● ABOUT THIS EXERCISE
In the listing beneath this line, copy exactly the lines starting with the one containing "x=231 y=367" and going on through the one containing "x=346 y=167".

* * * * *

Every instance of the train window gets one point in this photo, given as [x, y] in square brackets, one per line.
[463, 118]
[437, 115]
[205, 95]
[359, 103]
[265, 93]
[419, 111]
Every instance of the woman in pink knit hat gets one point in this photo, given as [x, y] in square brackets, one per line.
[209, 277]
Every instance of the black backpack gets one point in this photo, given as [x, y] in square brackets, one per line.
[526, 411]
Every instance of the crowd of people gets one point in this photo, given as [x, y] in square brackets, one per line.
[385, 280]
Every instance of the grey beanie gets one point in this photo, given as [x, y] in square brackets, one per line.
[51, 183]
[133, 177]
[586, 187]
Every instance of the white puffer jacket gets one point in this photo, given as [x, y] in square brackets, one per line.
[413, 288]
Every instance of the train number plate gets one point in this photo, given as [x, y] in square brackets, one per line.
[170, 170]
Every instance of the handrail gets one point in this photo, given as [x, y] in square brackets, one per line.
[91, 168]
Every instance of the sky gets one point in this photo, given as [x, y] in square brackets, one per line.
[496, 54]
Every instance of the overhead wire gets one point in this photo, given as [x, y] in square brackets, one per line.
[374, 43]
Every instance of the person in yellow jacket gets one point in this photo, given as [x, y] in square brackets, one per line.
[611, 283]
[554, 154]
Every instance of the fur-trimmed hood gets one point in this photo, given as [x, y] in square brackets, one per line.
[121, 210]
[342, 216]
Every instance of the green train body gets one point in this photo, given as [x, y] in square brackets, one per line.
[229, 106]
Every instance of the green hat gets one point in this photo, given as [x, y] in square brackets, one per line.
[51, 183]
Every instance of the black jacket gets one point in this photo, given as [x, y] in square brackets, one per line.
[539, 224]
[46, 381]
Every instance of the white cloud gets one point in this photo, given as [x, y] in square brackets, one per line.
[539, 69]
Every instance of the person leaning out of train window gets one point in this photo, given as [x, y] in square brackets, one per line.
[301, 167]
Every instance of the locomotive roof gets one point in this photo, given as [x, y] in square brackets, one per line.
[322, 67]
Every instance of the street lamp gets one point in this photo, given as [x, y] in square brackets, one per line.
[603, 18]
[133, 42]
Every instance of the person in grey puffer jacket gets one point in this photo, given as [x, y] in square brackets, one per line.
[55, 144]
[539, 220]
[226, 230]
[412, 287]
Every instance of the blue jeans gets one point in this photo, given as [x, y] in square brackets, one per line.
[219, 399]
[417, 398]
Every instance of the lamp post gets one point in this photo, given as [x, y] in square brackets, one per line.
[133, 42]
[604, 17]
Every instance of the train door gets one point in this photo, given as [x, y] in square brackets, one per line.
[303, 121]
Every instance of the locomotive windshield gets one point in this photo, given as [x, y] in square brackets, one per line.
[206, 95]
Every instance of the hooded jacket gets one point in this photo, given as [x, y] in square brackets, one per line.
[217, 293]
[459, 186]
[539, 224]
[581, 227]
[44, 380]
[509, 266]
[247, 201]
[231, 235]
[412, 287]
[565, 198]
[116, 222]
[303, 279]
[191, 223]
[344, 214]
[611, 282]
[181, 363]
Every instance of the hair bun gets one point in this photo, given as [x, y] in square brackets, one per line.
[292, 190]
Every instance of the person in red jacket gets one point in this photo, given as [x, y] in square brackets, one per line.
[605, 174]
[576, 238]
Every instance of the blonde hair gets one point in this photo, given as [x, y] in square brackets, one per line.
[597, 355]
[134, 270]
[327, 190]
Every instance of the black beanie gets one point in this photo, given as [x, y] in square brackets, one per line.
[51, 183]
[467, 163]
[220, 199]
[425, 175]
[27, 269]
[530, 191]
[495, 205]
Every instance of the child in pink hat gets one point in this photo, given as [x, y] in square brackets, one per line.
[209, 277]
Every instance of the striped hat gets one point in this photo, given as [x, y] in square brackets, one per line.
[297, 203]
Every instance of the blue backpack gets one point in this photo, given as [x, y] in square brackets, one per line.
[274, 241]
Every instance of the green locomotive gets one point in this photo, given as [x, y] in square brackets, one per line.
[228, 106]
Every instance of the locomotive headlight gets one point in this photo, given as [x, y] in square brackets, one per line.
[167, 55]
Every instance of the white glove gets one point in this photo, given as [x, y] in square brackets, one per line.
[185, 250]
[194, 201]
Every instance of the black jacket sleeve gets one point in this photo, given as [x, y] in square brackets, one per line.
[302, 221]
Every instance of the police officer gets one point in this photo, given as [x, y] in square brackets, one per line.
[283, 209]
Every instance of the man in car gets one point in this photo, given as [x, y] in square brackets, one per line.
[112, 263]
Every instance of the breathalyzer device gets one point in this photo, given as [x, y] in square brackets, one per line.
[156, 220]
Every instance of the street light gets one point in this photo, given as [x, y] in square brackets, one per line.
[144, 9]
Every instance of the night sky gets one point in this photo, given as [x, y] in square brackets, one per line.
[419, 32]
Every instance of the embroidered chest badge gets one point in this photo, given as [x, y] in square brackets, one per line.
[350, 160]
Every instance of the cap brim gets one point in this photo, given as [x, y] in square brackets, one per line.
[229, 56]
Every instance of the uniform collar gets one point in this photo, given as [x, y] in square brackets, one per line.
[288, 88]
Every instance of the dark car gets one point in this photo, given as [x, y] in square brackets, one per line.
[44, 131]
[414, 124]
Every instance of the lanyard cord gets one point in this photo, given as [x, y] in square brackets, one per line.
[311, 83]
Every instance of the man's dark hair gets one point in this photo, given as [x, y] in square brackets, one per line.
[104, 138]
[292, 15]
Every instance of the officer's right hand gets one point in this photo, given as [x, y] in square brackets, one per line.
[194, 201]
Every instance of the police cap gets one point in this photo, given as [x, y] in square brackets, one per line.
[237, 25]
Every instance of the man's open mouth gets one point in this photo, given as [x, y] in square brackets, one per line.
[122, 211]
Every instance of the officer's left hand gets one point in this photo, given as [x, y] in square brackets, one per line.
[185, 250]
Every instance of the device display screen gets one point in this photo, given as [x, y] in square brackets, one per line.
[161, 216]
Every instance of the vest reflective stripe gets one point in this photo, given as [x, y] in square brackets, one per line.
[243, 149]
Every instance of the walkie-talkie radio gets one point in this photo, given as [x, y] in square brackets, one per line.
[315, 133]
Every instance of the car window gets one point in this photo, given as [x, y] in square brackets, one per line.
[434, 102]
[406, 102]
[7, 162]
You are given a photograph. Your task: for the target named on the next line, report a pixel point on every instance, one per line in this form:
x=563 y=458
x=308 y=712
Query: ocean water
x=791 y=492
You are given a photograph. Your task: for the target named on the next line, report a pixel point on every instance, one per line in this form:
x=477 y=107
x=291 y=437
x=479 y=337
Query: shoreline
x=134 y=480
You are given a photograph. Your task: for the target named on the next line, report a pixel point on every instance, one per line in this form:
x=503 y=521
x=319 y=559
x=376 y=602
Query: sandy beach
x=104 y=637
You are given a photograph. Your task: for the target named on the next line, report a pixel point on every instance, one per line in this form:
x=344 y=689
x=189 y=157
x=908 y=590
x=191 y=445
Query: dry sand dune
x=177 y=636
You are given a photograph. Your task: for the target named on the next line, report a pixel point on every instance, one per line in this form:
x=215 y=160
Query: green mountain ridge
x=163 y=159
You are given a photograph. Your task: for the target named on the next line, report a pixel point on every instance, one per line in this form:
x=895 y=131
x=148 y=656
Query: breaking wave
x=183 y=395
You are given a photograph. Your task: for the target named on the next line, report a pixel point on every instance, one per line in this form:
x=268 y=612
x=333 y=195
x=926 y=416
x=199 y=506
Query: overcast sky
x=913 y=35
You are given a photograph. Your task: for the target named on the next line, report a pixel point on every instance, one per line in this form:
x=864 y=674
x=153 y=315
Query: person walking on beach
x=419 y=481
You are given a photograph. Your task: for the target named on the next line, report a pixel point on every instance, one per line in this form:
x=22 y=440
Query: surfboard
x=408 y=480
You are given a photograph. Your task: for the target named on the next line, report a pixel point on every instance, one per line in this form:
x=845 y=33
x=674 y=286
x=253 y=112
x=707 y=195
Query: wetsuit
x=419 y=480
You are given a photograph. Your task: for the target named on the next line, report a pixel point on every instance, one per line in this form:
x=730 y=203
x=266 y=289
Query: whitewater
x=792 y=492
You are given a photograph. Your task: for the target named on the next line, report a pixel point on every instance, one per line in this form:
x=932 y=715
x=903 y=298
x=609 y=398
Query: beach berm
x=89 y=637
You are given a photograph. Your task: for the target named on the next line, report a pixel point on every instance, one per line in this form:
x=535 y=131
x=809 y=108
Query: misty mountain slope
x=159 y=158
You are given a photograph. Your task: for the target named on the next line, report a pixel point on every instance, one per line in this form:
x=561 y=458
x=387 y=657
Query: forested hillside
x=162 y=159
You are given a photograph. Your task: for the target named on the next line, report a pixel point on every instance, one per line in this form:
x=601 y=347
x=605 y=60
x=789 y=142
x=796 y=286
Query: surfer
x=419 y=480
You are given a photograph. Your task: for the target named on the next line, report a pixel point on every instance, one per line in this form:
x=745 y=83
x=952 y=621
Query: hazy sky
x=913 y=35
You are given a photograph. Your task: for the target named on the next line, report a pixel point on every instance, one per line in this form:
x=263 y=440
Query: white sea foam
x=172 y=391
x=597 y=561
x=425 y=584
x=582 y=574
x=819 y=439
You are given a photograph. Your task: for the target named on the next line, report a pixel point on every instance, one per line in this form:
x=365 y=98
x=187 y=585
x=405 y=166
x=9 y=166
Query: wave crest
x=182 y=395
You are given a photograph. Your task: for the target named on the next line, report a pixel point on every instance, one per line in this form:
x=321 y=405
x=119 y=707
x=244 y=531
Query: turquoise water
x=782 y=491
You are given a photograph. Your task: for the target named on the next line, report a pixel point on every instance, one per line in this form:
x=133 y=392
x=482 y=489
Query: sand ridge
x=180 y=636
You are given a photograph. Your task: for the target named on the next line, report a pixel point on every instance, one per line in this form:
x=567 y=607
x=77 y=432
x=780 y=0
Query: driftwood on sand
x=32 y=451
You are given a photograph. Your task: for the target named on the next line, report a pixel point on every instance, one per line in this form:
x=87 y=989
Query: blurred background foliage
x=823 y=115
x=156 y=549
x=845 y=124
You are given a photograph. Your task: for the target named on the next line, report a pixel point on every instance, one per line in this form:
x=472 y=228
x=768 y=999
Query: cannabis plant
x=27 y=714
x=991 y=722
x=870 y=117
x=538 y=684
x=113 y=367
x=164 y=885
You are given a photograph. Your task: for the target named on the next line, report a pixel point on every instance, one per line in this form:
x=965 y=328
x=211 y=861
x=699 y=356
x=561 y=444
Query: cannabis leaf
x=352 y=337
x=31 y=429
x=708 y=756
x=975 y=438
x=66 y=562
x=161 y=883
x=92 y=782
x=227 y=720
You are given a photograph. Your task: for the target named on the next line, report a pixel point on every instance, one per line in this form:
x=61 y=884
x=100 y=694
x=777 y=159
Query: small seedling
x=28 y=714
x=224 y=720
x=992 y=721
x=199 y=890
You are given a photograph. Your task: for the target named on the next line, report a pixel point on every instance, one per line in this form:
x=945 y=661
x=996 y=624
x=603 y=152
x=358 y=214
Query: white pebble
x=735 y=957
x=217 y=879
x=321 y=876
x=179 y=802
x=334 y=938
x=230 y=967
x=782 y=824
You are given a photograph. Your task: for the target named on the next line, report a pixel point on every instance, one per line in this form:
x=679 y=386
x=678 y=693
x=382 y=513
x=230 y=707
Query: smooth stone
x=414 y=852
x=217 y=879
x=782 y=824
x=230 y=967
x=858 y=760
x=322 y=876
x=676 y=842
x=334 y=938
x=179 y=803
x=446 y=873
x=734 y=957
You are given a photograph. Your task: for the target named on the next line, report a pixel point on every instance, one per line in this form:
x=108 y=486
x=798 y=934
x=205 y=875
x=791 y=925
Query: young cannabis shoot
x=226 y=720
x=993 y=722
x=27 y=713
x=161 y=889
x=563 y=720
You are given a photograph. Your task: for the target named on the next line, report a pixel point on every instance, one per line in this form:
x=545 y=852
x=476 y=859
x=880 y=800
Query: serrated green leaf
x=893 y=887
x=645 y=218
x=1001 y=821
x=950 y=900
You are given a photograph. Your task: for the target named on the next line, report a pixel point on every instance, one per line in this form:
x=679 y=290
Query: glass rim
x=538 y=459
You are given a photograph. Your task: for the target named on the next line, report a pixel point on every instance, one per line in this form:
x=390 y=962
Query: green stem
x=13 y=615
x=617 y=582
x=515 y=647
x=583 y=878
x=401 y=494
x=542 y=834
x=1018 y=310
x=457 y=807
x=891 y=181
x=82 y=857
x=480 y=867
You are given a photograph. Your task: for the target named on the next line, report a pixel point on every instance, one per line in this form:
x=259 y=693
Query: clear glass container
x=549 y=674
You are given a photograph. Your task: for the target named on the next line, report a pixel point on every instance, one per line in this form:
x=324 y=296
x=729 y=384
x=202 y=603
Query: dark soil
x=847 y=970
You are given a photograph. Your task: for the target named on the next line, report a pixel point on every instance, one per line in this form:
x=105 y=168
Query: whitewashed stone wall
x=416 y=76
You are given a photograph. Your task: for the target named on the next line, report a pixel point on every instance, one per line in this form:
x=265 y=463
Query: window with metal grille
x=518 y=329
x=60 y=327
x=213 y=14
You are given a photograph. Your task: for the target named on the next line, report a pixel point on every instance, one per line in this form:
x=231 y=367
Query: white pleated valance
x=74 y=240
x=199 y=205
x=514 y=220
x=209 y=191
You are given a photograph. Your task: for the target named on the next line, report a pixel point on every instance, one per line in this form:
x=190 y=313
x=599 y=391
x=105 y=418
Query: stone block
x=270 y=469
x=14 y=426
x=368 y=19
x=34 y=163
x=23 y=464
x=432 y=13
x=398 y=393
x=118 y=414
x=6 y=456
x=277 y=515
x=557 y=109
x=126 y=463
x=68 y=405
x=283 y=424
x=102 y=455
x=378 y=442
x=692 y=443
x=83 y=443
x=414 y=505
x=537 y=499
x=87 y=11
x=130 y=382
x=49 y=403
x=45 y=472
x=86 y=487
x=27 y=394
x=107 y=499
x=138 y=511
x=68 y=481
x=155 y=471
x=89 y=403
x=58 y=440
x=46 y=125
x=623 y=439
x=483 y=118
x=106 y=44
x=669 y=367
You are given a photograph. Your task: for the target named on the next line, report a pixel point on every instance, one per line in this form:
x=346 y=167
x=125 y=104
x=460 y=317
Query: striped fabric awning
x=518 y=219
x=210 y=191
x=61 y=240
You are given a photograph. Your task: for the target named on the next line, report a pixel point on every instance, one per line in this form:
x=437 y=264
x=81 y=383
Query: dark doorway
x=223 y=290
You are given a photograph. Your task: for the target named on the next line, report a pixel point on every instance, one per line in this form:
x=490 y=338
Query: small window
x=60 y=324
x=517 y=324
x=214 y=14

* * * * *

● RESPONSE BELOW
x=231 y=367
Query: white pleated valance
x=74 y=240
x=199 y=205
x=514 y=220
x=209 y=191
You are given a photograph. Your task: for the target named on the next line, report a pixel point on every instance, one per line in this form:
x=190 y=313
x=599 y=391
x=105 y=418
Query: stone block
x=270 y=469
x=14 y=426
x=368 y=19
x=34 y=163
x=23 y=464
x=432 y=13
x=398 y=393
x=118 y=414
x=6 y=456
x=277 y=515
x=557 y=109
x=126 y=463
x=68 y=405
x=283 y=424
x=102 y=455
x=378 y=442
x=692 y=443
x=83 y=443
x=414 y=505
x=537 y=499
x=87 y=11
x=130 y=382
x=49 y=403
x=45 y=472
x=86 y=487
x=27 y=394
x=107 y=499
x=138 y=511
x=68 y=481
x=155 y=471
x=89 y=403
x=58 y=440
x=46 y=125
x=623 y=439
x=483 y=118
x=106 y=44
x=669 y=367
You are given a photograph. Your task: for the target named on the next line, report a pixel point on every instance, one per line in this form:
x=346 y=167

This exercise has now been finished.